Begin MATERIAL FOR THE TASK

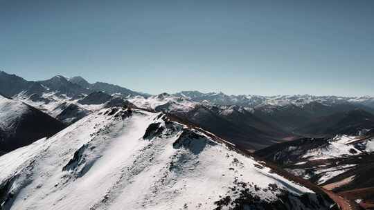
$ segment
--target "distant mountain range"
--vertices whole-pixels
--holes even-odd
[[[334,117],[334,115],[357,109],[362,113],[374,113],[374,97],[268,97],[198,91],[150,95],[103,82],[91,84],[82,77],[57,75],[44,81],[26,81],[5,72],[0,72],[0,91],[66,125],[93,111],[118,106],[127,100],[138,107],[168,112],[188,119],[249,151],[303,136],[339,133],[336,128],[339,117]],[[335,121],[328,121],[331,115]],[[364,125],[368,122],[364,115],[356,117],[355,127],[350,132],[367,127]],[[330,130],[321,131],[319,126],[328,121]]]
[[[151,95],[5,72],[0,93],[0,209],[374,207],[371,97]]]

End MATERIAL FOR THE TASK

_YOUR GOAL_: Reproduce the entire listing above line for line, leaving out the pictures.

_FULL ANSWER_:
$ segment
--target "distant mountain range"
--vertices whole-pixels
--holes even-odd
[[[334,117],[334,115],[357,109],[362,113],[374,113],[374,97],[268,97],[198,91],[150,95],[103,82],[91,84],[82,77],[57,75],[44,81],[26,81],[5,72],[0,72],[0,91],[66,125],[93,111],[118,106],[127,100],[138,107],[168,112],[188,119],[249,151],[303,136],[339,133],[336,128],[339,117]],[[335,121],[328,121],[331,115]],[[364,125],[368,122],[364,115],[356,117],[355,127],[350,132],[367,127]],[[330,130],[321,131],[319,126],[328,121]]]
[[[151,95],[5,72],[0,93],[0,209],[374,207],[371,97]]]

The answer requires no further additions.